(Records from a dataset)
- Opening Delimiter -

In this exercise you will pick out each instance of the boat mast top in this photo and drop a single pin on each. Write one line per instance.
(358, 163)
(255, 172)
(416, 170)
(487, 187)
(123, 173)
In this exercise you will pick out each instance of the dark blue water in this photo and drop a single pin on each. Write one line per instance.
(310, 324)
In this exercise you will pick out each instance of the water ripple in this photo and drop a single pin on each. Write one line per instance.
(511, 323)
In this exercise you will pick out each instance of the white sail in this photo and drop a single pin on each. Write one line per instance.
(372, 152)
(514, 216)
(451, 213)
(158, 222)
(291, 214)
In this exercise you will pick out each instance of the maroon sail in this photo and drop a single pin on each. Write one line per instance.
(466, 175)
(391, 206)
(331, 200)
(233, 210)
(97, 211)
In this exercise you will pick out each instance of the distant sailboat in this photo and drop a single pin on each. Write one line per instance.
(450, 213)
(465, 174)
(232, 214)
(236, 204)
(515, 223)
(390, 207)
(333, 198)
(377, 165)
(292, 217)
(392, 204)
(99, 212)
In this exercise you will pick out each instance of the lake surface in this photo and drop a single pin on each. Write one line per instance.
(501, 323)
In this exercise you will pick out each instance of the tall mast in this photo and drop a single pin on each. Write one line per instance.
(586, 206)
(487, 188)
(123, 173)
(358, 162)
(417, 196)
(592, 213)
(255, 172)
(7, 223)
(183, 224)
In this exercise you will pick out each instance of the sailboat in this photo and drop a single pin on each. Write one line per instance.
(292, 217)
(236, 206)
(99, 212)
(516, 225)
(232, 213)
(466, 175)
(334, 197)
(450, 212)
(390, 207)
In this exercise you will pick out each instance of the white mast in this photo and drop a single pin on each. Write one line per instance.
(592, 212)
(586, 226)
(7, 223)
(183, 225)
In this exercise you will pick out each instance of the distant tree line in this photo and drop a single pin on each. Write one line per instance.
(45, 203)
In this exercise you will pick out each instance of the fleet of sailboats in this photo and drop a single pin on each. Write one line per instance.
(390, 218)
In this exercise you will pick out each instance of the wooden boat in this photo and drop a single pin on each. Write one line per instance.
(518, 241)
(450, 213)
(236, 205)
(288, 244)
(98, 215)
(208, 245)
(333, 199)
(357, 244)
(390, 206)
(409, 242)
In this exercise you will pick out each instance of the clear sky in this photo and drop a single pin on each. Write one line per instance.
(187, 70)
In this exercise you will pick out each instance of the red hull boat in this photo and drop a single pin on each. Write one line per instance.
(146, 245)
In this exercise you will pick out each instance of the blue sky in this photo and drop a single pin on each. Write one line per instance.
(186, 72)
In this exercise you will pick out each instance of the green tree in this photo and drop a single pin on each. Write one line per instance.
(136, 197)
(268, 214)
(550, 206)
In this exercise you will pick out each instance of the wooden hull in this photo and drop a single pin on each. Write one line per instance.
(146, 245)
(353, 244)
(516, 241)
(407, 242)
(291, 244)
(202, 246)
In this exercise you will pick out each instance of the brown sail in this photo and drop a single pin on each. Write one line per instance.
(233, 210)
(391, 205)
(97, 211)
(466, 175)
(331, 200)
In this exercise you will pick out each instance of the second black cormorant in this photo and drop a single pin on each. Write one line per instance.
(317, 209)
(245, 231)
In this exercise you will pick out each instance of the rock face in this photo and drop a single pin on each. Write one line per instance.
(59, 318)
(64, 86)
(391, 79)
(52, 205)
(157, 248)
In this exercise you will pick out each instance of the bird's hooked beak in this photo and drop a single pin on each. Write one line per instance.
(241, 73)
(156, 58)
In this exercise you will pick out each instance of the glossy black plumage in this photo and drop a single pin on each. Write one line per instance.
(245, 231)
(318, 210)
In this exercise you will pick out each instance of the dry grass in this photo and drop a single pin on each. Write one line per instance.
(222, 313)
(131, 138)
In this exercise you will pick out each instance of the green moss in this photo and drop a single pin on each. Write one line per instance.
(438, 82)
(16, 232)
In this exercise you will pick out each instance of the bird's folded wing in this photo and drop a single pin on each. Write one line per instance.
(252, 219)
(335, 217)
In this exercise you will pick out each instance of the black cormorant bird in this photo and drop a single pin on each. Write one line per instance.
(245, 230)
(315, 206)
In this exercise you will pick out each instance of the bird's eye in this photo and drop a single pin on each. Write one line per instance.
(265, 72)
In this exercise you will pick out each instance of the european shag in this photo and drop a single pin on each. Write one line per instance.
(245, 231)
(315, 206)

- Closing Delimiter -

• Try it
Restate the whole of the data exactly.

• Your response
In this exercise you will pick out each instance of the boat mast top in this photo and drop a single pin on each. Write one line per instance.
(358, 163)
(255, 172)
(416, 170)
(487, 187)
(123, 173)
In this exercise you will pick out each instance of the dark blue water in this photo and drop a single pin on each. Write one line per instance.
(310, 324)
In this exercise you will pick out each instance of the water ripple in this photo and drop a single pin on each. Write one line per instance.
(511, 323)
In this exercise you will pick out each instance of the white sail in this photo and drop a single pin on each. Write one line per instance.
(372, 152)
(514, 216)
(451, 213)
(158, 222)
(291, 214)
In this exercise you will pick out each instance of the maroon sail in this photo and drop a single pin on each. Write one line per instance.
(466, 175)
(391, 206)
(331, 200)
(233, 210)
(97, 211)
In this exercise you will pick out each instance of the distant sailboat in this photo and drop a single pin on each. Write one line per instance.
(450, 213)
(465, 174)
(232, 214)
(236, 204)
(515, 223)
(390, 207)
(333, 198)
(377, 165)
(292, 217)
(392, 204)
(99, 212)
In this exercise you will pick out each instance of the lake surface in this photo and drop a single pin on each. Write one line per instance.
(501, 323)
In this exercise you will pick out each instance of the tall mast in this photo and drop a single pin on each. Write one line per instance.
(586, 206)
(487, 188)
(123, 173)
(358, 162)
(417, 196)
(592, 213)
(255, 172)
(7, 223)
(183, 224)
In this exercise you will pick out each instance of the sailboat in this photo and drop a single pin on each. Write one line per instance.
(292, 217)
(236, 206)
(99, 212)
(516, 225)
(232, 213)
(466, 175)
(334, 197)
(450, 212)
(390, 207)
In this exercise you will pick out each instance of the white mast in this photo and drop a single pin on each. Write one line per instance.
(592, 212)
(586, 226)
(7, 223)
(183, 225)
In this exercise you will pick out each instance of the distant tree line in this photo and drop a single pin on each. Write one line per instance.
(45, 203)
In this exercise you will pick out each instance of the fleet of sailboats in this photo and drop a single pin on each. Write one line per instance.
(390, 218)
In this exercise you will pick out each instance of the wooden boat in this photo and drop a single pin on each. Write one line per instance.
(518, 241)
(450, 213)
(236, 205)
(288, 244)
(98, 215)
(208, 245)
(333, 199)
(357, 244)
(390, 206)
(409, 242)
In this exercise you will pick out each instance of the clear sky in this photo and drop a single pin on each. Write one line per instance.
(187, 70)
In this exercise you will pick out each instance of the red hull boat in this photo and drop a single pin on each. Write one line per instance.
(146, 245)
In this exercise you will pick out each instance of the blue sky in this photo and drop a single pin on each. Write one line per instance.
(186, 72)
In this exercise you will pick out each instance of the green tree in this photo and drop a single pin on each. Write one line per instance.
(136, 197)
(268, 214)
(550, 206)
In this exercise you will pick out each instance of the wooden hull in this photo and drop a single pin on each. Write one line per instance.
(146, 245)
(353, 244)
(516, 241)
(407, 242)
(291, 244)
(202, 246)
In this exercise you will pick out each instance of the brown sail in this photo and drop a single pin on each. Write one line per instance.
(233, 210)
(391, 205)
(97, 211)
(466, 175)
(331, 200)
In this exercise you will pick out each instance of the second black cormorant in this photo and drop a single pin on each. Write one line per instance.
(317, 209)
(245, 231)
In this exercise you will pick out each instance of the rock face in this photo and drop a single pin on each. Write one line per instance.
(59, 318)
(64, 86)
(391, 79)
(52, 205)
(157, 248)
In this exercise you will pick out each instance of the bird's hooked beak in this photo and drop a single pin on each. Write one line per instance.
(241, 73)
(156, 58)
In this exercise you will pick out each instance of the glossy black plumage in this photo and drop a single pin on each. Write one line per instance.
(245, 231)
(318, 210)
In this exercise you will pick out each instance of the dry grass in this photo and drop a single pin on each. Write one line per instance.
(222, 313)
(131, 138)
In this exercise you will pick out each instance of the green moss in this photo and drop a single pin on each. Write one line per instance.
(438, 82)
(16, 232)
In this exercise you will pick out each instance of the bird's folded wing in this photo and drop a single pin on each. Write one line per instance.
(252, 219)
(335, 217)
In this exercise you will pick out each instance of the black cormorant bird in this photo and drop a single pin on each. Write one line per instance.
(245, 230)
(315, 206)
In this exercise you will pick out each instance of the bird's eye in this photo and drop a single pin on each. Write one line per instance.
(265, 72)
In this exercise you will pick out each instance of the european shag in this photo and drop a single pin on each. Write one line per instance.
(245, 231)
(315, 206)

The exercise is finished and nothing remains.